=== YOUR OBJECTIVE ===
The lines you need are those holding the word "narrow"; pull them from the material.

== DATA FOR REVIEW

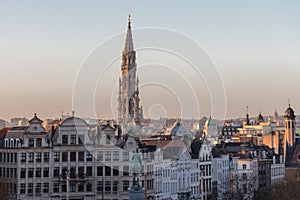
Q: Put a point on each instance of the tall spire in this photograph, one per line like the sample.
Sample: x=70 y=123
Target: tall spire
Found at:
x=129 y=41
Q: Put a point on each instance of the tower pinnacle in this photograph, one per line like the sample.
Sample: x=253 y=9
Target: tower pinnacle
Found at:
x=129 y=41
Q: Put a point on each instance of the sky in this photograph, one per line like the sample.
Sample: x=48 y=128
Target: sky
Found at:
x=253 y=45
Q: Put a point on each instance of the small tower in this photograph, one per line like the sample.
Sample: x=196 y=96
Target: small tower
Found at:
x=290 y=126
x=275 y=118
x=247 y=117
x=259 y=119
x=128 y=112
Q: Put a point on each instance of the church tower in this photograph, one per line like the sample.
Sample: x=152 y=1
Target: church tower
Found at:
x=129 y=111
x=290 y=126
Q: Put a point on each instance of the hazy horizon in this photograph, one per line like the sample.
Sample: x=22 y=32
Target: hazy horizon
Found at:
x=254 y=45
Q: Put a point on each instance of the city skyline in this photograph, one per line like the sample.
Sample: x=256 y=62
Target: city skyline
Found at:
x=42 y=53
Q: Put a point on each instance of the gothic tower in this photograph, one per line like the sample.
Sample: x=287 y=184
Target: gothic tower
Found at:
x=290 y=126
x=129 y=111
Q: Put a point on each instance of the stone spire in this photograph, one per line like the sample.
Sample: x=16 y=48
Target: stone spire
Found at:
x=129 y=41
x=247 y=117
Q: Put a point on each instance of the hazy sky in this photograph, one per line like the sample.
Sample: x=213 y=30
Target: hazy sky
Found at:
x=254 y=44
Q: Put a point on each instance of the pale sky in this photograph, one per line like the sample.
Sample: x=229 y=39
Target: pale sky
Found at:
x=254 y=44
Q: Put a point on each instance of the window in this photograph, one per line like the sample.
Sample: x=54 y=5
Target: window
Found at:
x=100 y=155
x=38 y=157
x=72 y=156
x=64 y=171
x=80 y=186
x=30 y=173
x=72 y=186
x=46 y=157
x=99 y=186
x=30 y=157
x=30 y=142
x=46 y=187
x=244 y=176
x=107 y=139
x=81 y=172
x=23 y=157
x=125 y=185
x=30 y=188
x=56 y=156
x=115 y=155
x=72 y=139
x=55 y=187
x=81 y=139
x=89 y=171
x=89 y=186
x=46 y=172
x=125 y=170
x=56 y=172
x=107 y=155
x=115 y=186
x=107 y=171
x=65 y=139
x=125 y=155
x=23 y=173
x=81 y=156
x=38 y=172
x=38 y=187
x=107 y=186
x=115 y=171
x=63 y=186
x=38 y=142
x=64 y=156
x=89 y=156
x=72 y=172
x=22 y=188
x=100 y=171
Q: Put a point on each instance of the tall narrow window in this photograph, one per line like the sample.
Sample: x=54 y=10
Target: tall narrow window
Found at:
x=115 y=155
x=38 y=157
x=72 y=156
x=46 y=157
x=89 y=156
x=30 y=142
x=30 y=157
x=23 y=157
x=64 y=156
x=72 y=139
x=38 y=142
x=38 y=172
x=46 y=172
x=56 y=156
x=81 y=156
x=46 y=187
x=65 y=139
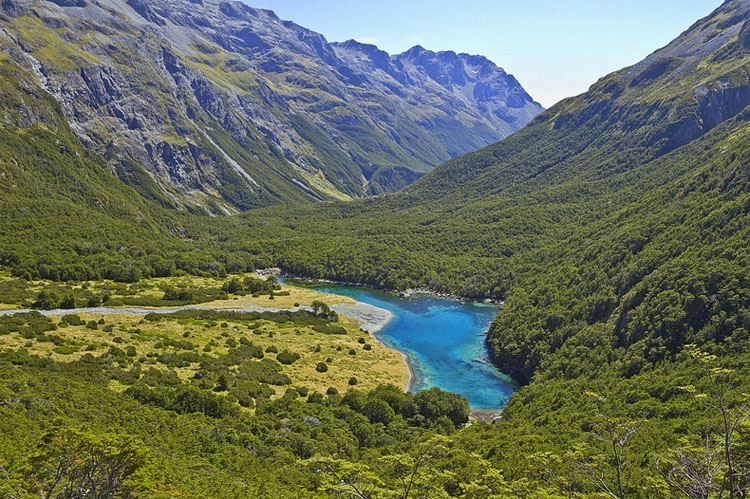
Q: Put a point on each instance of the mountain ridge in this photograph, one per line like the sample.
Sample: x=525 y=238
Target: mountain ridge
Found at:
x=232 y=108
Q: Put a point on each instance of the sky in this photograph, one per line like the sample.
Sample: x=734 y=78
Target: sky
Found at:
x=555 y=48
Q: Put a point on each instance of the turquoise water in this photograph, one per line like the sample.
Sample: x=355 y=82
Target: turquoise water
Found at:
x=444 y=339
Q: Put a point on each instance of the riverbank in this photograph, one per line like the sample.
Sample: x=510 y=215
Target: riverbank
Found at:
x=372 y=319
x=409 y=292
x=369 y=318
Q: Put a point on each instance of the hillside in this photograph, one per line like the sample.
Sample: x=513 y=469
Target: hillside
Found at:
x=230 y=107
x=614 y=227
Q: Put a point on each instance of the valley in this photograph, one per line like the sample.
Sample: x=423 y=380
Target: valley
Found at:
x=613 y=227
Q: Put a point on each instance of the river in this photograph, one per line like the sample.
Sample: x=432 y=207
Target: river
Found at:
x=443 y=340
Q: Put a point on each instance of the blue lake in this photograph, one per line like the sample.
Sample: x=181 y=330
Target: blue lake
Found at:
x=444 y=340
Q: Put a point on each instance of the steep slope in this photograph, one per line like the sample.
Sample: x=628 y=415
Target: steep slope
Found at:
x=228 y=107
x=616 y=220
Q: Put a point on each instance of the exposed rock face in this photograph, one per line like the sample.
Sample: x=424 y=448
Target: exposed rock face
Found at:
x=228 y=107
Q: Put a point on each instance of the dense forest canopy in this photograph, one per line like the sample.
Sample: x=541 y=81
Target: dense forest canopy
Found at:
x=614 y=227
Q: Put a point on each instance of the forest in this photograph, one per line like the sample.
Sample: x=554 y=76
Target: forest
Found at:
x=613 y=228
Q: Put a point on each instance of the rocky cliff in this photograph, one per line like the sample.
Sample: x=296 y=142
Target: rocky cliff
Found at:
x=227 y=107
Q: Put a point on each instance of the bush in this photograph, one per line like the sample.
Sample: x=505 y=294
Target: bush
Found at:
x=286 y=357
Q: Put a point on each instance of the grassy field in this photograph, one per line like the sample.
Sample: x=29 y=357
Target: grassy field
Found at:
x=345 y=355
x=20 y=293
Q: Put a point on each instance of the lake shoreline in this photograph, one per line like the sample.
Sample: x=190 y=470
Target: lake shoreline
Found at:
x=409 y=292
x=372 y=319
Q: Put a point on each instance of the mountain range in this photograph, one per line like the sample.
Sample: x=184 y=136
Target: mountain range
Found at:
x=613 y=227
x=220 y=107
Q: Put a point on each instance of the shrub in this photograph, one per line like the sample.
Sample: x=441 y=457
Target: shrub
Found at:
x=287 y=357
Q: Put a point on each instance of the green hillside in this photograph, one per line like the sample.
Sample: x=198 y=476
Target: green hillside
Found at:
x=614 y=227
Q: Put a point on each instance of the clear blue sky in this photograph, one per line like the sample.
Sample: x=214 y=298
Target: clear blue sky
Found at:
x=556 y=48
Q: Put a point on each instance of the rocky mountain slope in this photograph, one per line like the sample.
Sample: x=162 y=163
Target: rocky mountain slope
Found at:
x=227 y=107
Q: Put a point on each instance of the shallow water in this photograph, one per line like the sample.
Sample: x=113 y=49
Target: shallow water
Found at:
x=444 y=340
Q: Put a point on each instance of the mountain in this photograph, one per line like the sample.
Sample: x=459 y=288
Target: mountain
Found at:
x=613 y=222
x=226 y=107
x=614 y=227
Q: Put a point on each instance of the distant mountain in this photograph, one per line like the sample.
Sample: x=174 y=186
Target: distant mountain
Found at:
x=227 y=107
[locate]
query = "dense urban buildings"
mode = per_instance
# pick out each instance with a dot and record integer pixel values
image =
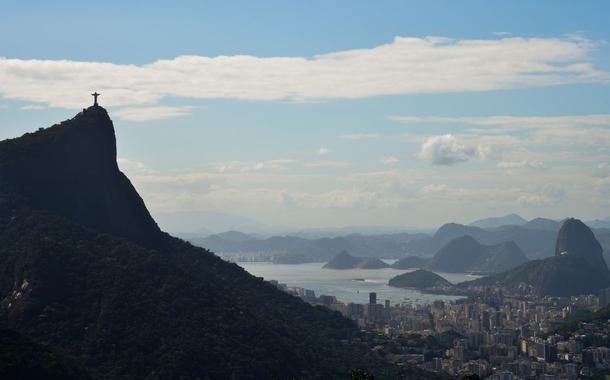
(492, 335)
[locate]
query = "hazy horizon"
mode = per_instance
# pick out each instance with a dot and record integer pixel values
(419, 119)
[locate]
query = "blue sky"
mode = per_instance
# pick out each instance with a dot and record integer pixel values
(326, 114)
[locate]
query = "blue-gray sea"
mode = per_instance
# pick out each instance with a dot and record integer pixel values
(352, 285)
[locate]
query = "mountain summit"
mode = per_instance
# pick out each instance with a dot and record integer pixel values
(85, 270)
(71, 170)
(575, 238)
(578, 267)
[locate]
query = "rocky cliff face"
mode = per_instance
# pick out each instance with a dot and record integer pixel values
(577, 268)
(71, 170)
(144, 304)
(465, 254)
(575, 238)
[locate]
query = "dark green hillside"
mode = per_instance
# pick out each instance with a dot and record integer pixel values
(555, 276)
(84, 269)
(23, 358)
(130, 312)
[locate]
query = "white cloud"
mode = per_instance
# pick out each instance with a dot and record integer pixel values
(132, 166)
(511, 122)
(406, 65)
(151, 113)
(359, 136)
(446, 150)
(33, 107)
(520, 164)
(327, 164)
(323, 151)
(390, 160)
(535, 200)
(240, 166)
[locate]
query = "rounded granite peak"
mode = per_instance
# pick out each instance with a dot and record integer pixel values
(576, 239)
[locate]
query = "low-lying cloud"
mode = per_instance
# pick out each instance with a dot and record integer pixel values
(406, 65)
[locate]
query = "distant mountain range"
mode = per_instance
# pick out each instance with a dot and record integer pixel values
(420, 279)
(466, 255)
(86, 274)
(507, 220)
(346, 261)
(536, 238)
(577, 267)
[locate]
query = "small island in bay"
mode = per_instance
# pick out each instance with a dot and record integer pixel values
(422, 280)
(346, 261)
(411, 262)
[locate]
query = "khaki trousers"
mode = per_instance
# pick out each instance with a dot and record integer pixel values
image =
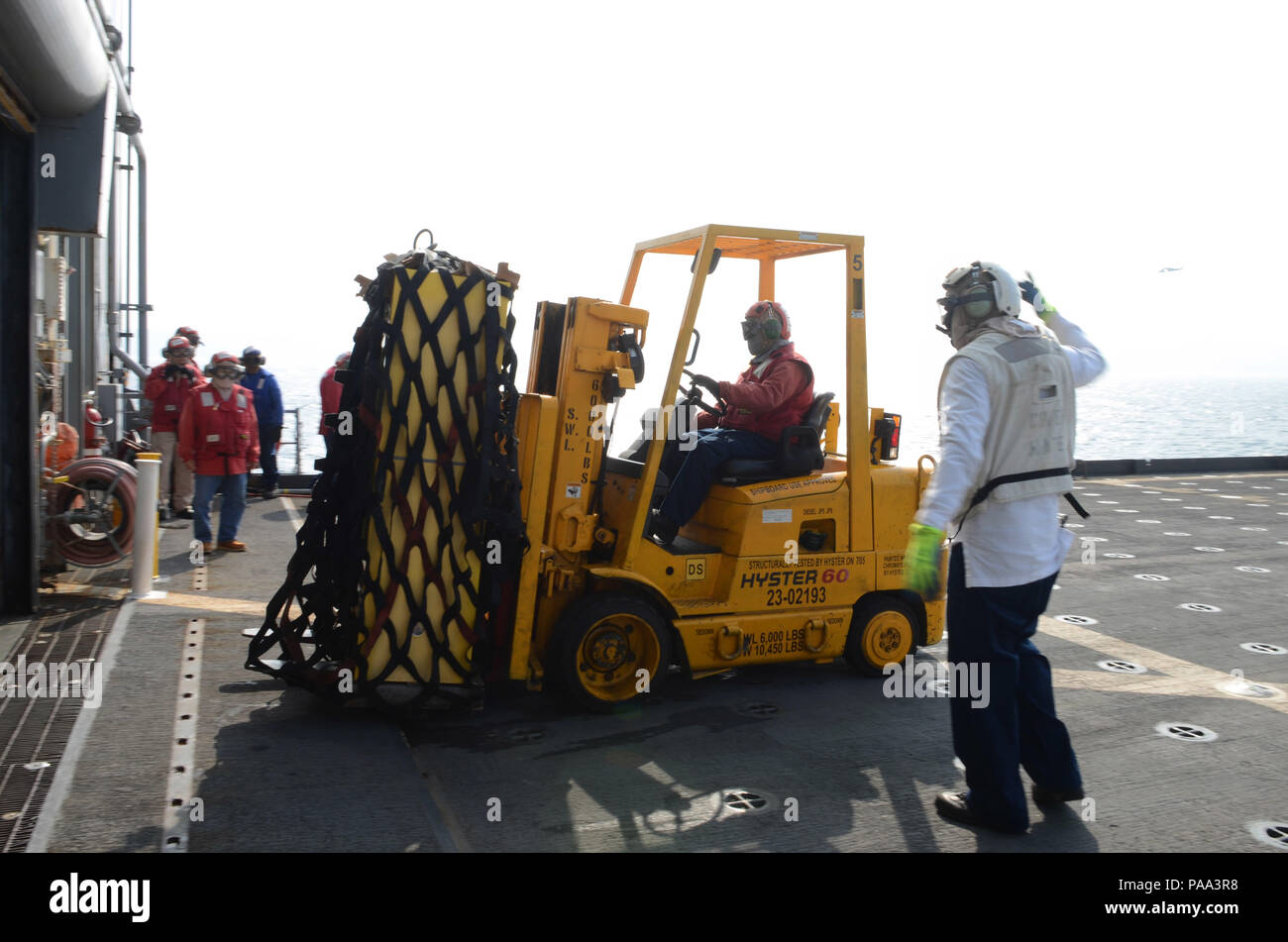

====

=== ANSWER TO THIS PROBLEM ===
Q: Put a point on each instance of the tall narrow window in this photograph, one per line like the sample.
Target: tall narrow window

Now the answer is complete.